Check your understanding>
[a] Reproduce the stretch of the high-temperature data logger challenge from "Existing solutions are" through "spread of fire.".
[b] Write what comes after the final sentence of the high-temperature data logger challenge.

Document extract>
↓
The challenge

Context of the challenge

UK regulations around transporting hazardous or explosive materials are rigorous, requiring a high degree of thorough, scenario-based testing. In a controlled test environment, sensors and data loggers are placed within a container, to validate its integrity and functionality, even in extreme conditions.

The gap

A data logger with sensors that measure temperature, pressure and acceleration must be able to operate in a test scenario where it is exposed to significant physical shock and high temperatures for extended periods of time.

The container being tested, which holds the data logger, acts as a Faraday cage and cannot be altered as it would affect its physical performance.

Existing solutions are to use a commercial data logger (SLICE), surrounded by insulation to reduce the temperature. Active cooling cannot be used.

Due to the extreme external temperatures, there has been no insulation material found that is sufficient to maintain the safe operating temperature for electronics over a period of 14 hours. The highest internal temperature peaks at 90 °C, considerably higher than the operating temperature of the data logger, which is 60 °C.

We are interested in hearing about any ways which could be used to ensure these loggers can remain functioning, over a period of time, at extreme temperatures.

There may be parallel commercial markets in sensors used in extreme environments (e.g. oil and gas industry) and fire safety equipment such as building materials to prevent the spread of fire.

Example use case

A military-grade articulated lorry is being used to transport hazardous material. The material is held within a container 5 metres by 2 metres by 2 metres. The transport container has been specified to ensure the material remains undamaged regardless of what happens to the articulated lorry.

When a major collision happens, there is severe shock to the articulated lorry and transport container. Briefly following this, a fuel tanker crashes into the back of the articulated lorry resulting in a fuel fire that lasts for the next several hours.

The container has been tested and validated to resist this physical shock and exposure to very high temperatures for many hours so, despite the serious collision, there is assurance that the container will continue to function and protect the hazardous material inside.

Project scope

The focus of this 12-week project is to demonstrate a concept that could collect temperature, pressure and acceleration data.

HMGCC Co-Creation will consider different ways to approach this problem, whether it is a high temperature data logger, advanced insulation material or another technology solution.

HMGCC Co-Creation is also open to solutions at Technology Readiness Levels (TRL) from 5 – 9. It is recommended that applicants should label their existing TRL as well as the level expected by the end of the 12 weeks.
↑
Data for analysis>
↓
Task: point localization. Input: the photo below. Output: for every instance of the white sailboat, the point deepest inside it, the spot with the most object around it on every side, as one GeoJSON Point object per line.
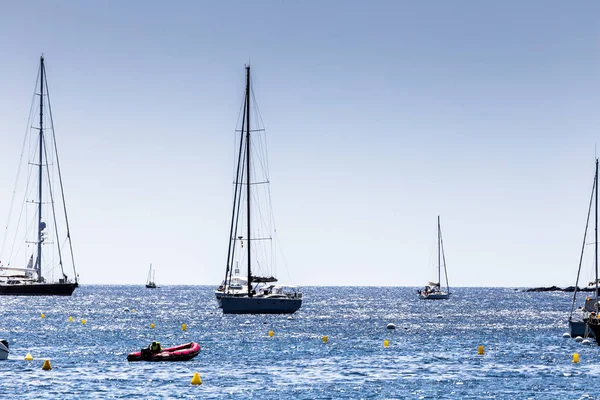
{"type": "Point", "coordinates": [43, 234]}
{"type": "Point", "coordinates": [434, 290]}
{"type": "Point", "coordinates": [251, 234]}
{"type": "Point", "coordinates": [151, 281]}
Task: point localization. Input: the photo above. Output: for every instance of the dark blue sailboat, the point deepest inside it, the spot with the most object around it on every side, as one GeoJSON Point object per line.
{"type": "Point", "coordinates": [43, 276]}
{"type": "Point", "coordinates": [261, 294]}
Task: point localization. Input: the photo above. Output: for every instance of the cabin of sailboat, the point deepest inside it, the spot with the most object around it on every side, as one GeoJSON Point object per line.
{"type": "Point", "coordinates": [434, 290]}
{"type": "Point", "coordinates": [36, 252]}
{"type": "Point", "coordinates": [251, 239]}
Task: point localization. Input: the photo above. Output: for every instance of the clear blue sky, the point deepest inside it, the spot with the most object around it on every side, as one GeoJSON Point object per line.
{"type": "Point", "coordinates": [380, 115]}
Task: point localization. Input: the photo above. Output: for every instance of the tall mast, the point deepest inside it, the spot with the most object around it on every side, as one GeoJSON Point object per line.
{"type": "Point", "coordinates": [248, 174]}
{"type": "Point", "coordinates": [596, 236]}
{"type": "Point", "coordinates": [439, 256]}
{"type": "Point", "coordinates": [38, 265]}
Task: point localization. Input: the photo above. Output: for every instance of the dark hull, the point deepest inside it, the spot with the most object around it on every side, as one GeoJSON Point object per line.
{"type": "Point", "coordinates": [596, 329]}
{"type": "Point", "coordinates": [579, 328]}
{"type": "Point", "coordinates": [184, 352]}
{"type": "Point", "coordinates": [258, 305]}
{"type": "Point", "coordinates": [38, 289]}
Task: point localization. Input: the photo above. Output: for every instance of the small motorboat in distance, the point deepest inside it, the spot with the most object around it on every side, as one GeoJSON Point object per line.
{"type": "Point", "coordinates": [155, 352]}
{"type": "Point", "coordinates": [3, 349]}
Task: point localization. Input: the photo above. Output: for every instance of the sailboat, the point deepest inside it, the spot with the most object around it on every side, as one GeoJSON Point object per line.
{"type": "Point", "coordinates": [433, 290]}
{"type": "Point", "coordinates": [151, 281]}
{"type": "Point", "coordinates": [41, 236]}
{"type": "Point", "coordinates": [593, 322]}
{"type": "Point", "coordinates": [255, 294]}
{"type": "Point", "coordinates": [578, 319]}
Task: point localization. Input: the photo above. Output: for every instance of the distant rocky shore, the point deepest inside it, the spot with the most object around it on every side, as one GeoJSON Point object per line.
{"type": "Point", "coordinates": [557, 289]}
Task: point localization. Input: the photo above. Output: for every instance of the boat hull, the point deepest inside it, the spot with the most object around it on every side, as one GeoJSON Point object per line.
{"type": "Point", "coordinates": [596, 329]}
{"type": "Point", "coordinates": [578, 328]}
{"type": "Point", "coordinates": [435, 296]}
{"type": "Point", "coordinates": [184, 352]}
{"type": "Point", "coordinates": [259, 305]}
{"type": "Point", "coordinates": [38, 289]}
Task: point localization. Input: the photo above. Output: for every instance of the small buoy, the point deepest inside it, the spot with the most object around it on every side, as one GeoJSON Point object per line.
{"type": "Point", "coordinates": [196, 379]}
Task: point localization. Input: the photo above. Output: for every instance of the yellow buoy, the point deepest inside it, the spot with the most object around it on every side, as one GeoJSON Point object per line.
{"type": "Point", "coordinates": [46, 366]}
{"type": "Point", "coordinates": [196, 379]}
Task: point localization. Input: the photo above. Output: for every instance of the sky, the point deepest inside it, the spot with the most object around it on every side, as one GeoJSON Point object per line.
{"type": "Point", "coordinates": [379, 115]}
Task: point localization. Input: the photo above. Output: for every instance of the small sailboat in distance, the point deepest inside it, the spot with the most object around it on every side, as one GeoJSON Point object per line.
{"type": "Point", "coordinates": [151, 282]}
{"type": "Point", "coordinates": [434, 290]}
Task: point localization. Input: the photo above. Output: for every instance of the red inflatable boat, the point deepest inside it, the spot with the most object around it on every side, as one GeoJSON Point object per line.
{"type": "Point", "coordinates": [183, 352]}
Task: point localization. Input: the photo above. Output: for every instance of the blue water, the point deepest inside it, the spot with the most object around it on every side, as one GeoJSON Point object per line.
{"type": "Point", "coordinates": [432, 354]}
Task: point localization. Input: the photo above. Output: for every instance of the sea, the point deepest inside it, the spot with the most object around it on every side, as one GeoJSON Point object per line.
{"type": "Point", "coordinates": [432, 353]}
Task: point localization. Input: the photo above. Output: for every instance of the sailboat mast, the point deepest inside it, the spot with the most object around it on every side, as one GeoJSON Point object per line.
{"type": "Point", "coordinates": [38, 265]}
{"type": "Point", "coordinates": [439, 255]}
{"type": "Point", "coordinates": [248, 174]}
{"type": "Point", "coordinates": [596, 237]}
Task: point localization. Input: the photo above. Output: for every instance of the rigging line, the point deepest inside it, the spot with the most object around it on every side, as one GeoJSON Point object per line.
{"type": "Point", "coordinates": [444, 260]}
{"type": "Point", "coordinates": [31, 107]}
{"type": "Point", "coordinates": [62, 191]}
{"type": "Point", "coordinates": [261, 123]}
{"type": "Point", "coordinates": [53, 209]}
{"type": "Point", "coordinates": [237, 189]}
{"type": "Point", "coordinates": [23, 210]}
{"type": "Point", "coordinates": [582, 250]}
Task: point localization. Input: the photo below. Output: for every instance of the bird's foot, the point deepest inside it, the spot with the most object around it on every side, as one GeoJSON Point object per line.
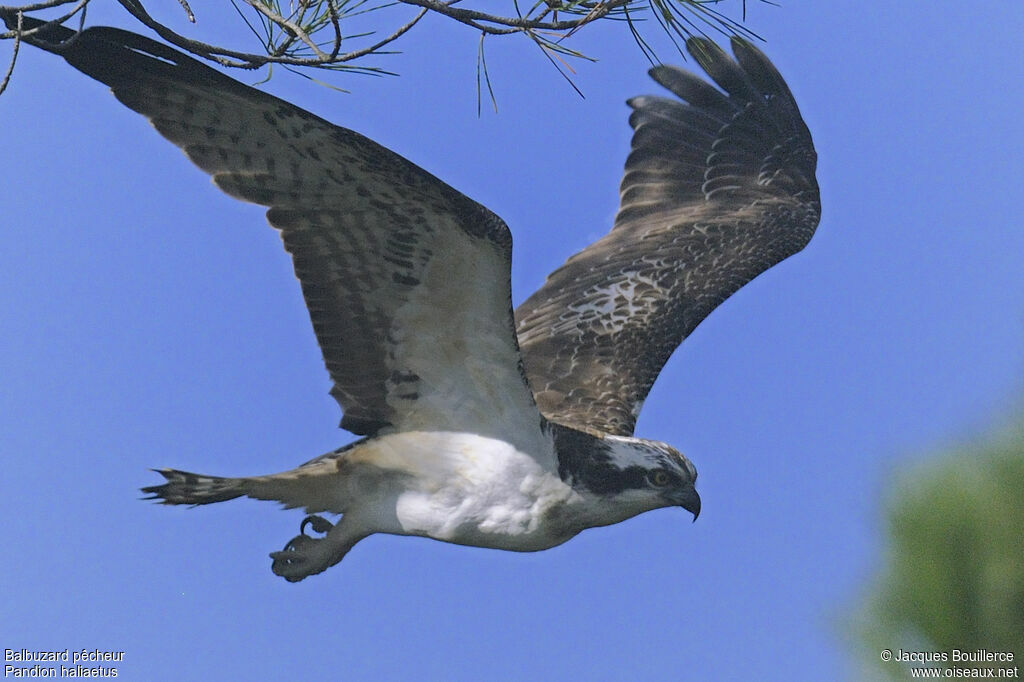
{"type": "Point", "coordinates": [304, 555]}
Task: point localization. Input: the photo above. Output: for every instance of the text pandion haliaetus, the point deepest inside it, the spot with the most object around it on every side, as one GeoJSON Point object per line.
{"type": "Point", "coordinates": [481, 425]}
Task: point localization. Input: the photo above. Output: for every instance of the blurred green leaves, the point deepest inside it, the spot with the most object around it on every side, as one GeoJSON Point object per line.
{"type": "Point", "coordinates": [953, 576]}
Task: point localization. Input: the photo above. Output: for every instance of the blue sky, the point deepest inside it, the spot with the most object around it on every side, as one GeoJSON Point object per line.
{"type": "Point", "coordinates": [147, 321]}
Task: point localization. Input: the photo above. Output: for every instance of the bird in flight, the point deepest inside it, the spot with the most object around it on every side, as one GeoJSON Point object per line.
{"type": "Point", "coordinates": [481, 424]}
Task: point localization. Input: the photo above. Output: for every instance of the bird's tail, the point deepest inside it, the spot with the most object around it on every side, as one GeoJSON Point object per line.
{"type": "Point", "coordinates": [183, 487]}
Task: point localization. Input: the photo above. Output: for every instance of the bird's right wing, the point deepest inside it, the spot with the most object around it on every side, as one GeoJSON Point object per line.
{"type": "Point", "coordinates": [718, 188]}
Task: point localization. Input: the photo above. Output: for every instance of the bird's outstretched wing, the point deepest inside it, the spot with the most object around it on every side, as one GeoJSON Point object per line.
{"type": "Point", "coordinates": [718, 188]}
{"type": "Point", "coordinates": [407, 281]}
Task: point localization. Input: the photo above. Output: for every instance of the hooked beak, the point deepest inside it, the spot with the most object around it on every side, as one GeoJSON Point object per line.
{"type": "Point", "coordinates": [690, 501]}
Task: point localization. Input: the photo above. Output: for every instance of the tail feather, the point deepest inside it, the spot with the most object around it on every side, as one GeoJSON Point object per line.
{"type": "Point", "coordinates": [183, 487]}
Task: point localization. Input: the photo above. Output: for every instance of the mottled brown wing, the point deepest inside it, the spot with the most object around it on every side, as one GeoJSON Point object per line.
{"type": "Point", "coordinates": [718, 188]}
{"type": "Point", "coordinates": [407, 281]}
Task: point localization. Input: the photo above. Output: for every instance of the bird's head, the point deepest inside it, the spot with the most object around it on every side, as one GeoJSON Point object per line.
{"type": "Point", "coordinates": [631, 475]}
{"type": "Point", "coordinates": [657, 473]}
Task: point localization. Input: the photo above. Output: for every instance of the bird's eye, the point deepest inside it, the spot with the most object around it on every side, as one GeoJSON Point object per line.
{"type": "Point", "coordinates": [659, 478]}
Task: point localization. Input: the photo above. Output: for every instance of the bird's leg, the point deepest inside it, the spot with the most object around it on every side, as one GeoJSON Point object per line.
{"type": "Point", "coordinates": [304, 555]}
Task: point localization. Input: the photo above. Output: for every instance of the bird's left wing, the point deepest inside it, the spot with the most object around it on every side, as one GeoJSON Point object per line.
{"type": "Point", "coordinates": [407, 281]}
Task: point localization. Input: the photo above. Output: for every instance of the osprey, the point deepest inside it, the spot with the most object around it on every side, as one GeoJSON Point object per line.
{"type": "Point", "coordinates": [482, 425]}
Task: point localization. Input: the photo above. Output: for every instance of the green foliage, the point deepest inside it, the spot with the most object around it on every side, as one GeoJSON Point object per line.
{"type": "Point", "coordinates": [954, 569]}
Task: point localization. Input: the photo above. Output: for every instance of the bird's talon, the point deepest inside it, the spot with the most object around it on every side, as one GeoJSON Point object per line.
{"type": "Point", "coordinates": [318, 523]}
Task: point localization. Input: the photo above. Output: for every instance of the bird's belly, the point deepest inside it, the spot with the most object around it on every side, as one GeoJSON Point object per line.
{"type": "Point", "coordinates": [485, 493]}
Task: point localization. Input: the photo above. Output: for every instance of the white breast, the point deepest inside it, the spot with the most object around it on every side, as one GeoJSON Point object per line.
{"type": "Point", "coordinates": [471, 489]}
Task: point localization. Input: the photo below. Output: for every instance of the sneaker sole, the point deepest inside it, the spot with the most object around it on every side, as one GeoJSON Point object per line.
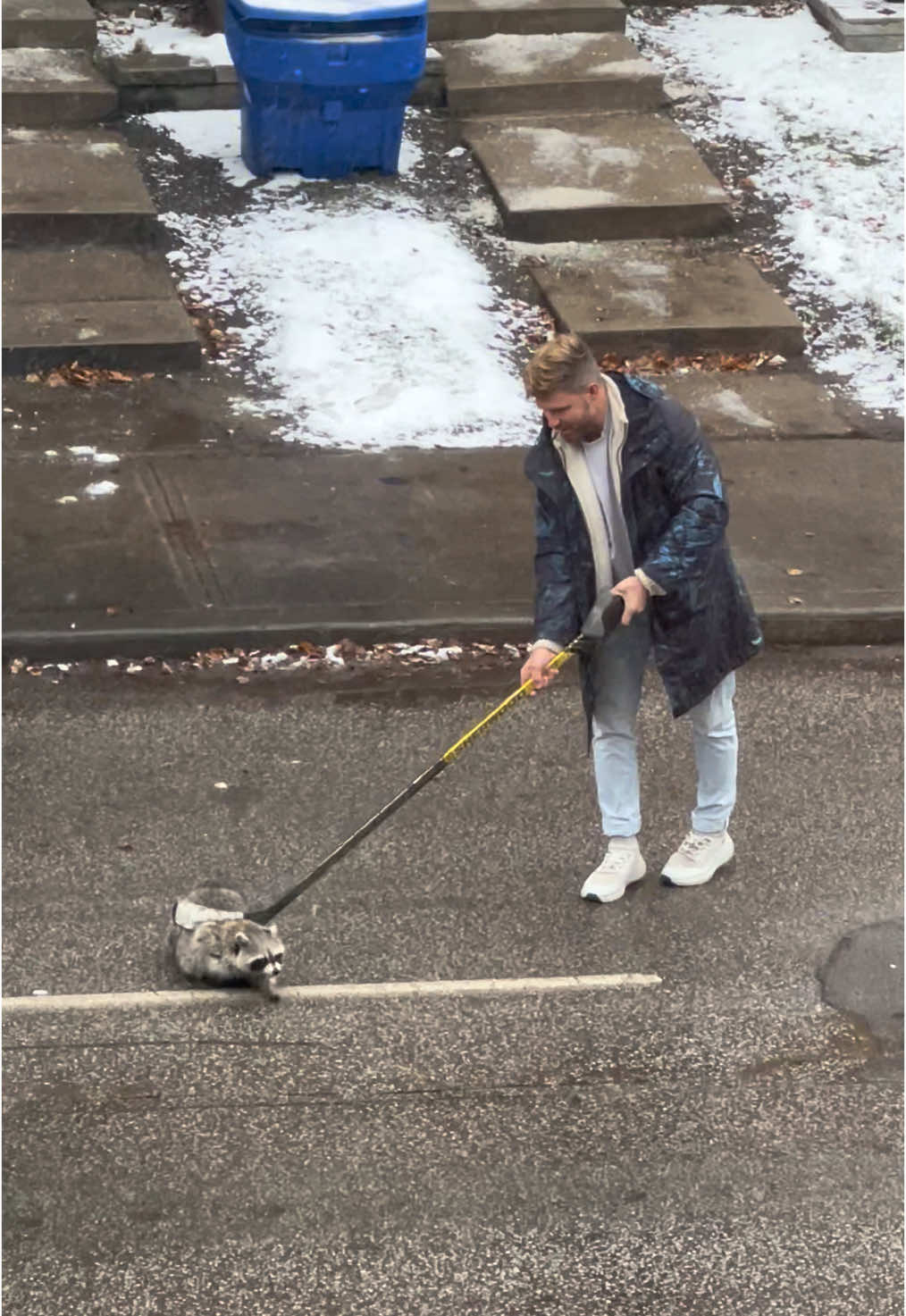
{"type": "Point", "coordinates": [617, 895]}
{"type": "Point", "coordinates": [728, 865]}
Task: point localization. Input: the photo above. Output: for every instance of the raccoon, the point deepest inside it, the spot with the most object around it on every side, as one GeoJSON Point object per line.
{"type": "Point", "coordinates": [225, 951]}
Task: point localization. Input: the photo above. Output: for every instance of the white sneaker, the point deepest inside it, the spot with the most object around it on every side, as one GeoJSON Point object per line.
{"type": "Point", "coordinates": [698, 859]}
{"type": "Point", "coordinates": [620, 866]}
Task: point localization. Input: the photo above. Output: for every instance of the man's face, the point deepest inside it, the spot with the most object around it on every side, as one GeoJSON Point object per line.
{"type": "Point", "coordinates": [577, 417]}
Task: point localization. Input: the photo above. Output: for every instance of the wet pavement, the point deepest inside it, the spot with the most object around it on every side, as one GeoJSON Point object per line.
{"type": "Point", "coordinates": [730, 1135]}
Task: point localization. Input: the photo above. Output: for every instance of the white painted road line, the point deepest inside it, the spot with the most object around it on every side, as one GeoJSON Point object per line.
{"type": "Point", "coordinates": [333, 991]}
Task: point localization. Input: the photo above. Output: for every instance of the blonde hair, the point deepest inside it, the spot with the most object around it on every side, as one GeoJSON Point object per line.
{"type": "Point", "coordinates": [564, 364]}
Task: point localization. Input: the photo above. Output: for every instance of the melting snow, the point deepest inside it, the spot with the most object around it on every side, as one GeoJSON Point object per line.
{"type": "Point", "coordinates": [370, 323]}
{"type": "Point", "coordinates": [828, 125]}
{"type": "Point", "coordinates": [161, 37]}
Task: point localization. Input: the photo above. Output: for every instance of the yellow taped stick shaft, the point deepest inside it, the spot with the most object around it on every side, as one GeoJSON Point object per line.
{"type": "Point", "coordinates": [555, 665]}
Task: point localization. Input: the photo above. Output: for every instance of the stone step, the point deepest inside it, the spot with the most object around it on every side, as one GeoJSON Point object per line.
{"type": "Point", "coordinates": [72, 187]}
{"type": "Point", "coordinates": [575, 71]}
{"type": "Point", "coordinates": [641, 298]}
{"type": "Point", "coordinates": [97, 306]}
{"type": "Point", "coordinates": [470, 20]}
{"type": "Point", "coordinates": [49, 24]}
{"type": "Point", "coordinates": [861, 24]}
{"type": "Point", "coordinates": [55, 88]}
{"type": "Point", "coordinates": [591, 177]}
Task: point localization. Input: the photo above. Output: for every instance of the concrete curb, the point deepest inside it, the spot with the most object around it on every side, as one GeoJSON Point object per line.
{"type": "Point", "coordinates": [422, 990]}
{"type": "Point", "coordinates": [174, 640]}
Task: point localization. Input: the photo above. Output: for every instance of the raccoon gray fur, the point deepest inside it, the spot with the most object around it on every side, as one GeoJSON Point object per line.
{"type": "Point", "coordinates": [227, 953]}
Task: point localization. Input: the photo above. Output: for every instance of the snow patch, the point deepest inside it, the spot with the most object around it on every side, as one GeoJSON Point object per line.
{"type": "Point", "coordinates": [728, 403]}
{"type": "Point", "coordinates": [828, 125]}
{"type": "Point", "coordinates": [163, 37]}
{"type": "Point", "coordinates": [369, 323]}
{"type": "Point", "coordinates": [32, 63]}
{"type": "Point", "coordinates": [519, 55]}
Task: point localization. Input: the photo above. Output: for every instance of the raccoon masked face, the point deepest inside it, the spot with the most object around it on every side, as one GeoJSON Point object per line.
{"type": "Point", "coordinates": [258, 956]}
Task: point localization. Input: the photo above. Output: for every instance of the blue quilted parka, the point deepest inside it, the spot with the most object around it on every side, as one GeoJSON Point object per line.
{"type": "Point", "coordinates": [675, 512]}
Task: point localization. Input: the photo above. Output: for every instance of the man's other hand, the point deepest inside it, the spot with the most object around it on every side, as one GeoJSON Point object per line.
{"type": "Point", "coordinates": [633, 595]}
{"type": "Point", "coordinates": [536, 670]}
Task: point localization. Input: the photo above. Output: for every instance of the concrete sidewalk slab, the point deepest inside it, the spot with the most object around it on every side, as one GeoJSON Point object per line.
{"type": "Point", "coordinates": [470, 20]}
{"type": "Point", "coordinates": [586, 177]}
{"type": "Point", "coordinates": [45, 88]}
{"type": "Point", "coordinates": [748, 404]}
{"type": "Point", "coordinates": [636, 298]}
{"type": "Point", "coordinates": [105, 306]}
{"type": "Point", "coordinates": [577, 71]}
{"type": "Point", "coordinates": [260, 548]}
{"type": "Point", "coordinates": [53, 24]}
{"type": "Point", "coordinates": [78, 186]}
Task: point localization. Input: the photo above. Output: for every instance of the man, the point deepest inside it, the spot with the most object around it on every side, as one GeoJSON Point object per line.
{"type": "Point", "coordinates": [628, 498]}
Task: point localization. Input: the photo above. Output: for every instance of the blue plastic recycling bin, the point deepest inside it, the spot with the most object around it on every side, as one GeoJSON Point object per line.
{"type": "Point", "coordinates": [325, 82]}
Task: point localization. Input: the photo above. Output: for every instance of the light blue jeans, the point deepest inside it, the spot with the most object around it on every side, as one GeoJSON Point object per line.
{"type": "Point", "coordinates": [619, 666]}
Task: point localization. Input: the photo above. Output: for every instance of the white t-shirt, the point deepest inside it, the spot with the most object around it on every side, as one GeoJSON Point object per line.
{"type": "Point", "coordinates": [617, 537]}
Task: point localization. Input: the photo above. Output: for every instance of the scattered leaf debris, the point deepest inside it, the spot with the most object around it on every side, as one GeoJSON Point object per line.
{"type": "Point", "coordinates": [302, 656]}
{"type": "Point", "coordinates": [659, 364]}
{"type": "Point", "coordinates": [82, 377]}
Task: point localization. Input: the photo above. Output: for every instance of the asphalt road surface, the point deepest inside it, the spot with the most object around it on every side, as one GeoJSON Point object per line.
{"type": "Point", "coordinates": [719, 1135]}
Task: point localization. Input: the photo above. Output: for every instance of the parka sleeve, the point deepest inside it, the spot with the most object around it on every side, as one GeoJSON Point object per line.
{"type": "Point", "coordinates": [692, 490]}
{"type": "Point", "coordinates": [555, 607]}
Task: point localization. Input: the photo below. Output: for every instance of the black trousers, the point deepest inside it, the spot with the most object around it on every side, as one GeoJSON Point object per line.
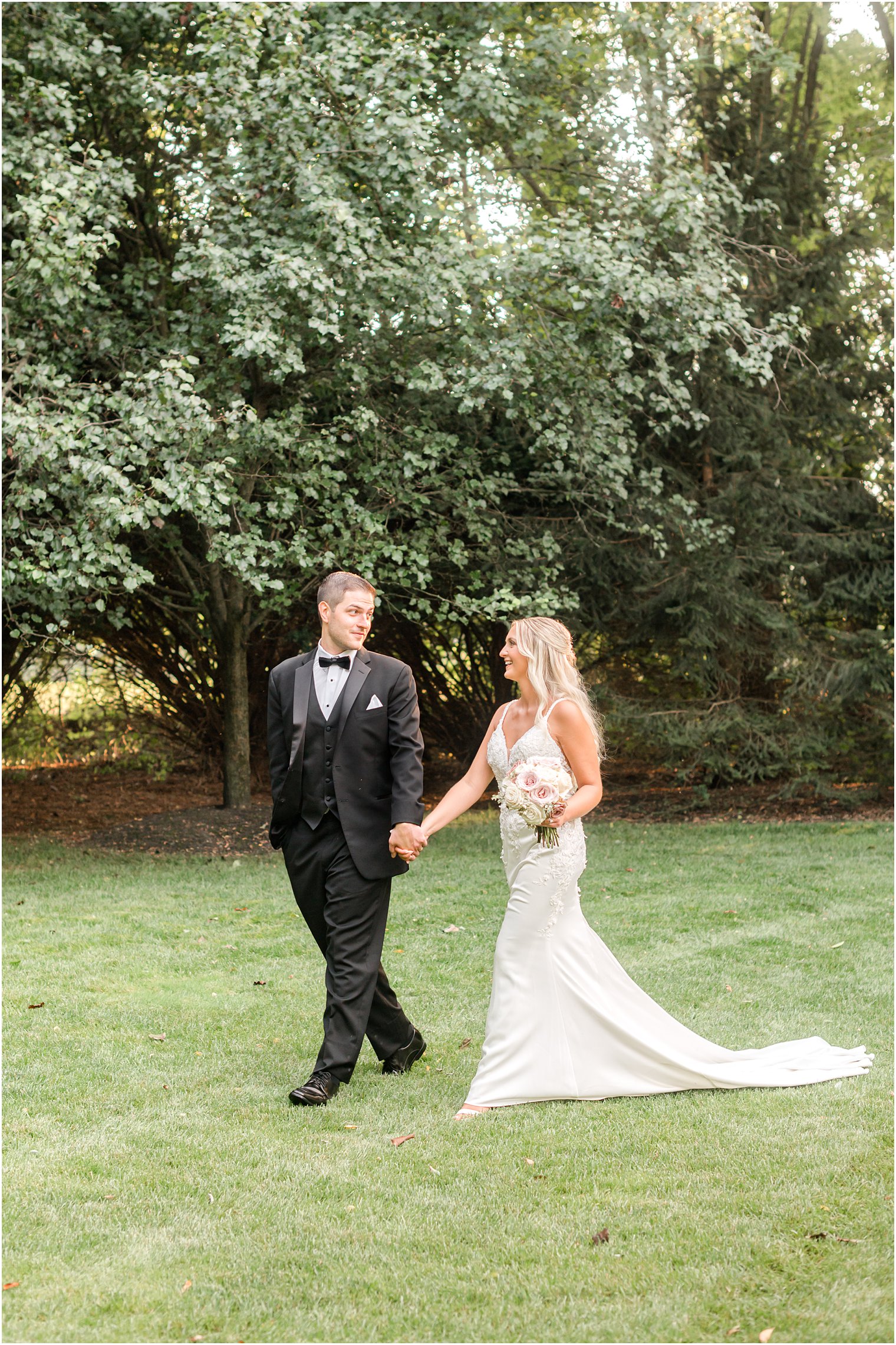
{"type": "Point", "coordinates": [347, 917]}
↑
Responses to the tasks>
[a]
Existing solutions are to use a commercial data logger (SLICE), surrounded by insulation to reduce the temperature. Active cooling cannot be used.

Due to the extreme external temperatures, there has been no insulation material found that is sufficient to maintain the safe operating temperature for electronics over a period of 14 hours. The highest internal temperature peaks at 90 °C, considerably higher than the operating temperature of the data logger, which is 60 °C.

We are interested in hearing about any ways which could be used to ensure these loggers can remain functioning, over a period of time, at extreme temperatures.

There may be parallel commercial markets in sensors used in extreme environments (e.g. oil and gas industry) and fire safety equipment such as building materials to prevent the spread of fire.

[b]
Essential requirements:

• Two triaxial shock accelerometers.
• Two triaxial angular rate sensors.
• Six temperature channels (PRTS) or thermocouples.
• Eighteen strain gauge/pressure channels.
• The data capture package inclusive of battery and any thermal protection must be accommodated within a limited overall size of 200 mm x 200 mm x 150 mm.
• If a thermal insulated package is developed, then a minimum of 150 mm x 150 mm x 80 mm internal volume is required to mount the current data logger system.
• The test item is exposed to a temperature of 90 °C for 14 hours, but the maximum operating temperature of the current system is 60 ⁰C.
• A data logger to record temperature, pressure, and acceleration for at least 36 hours, with the minimum number of channels (see project scope above).
• Alternatively, a demonstrable method of keeping standard loggers within their safe operating temperature would be acceptable.

Restrictions during operation:

• The container cannot be altered or opened once testing has started.
• The container acts as Faraday cage, blocking any wireless signals.
• There must be a breach opening or connection to the container to allow cables to protrude and allow data transfer.
• Active cooling cannot be used, nor can potentially dangerous materials such as liquid nitrogen or asbestos.
• The data logger must be able to be powered by a battery.

Not required:

• Only a horizon scan.

Eligibility

This challenge is open to sole innovators, industry, academic and research organisations of all types and sizes. There is no requirement for security clearances.

Solution providers or direct collaboration from countries listed by the UK government under trade sanctions and/or arms embargoes, are not eligible for HMGCC Co-Creation challenges.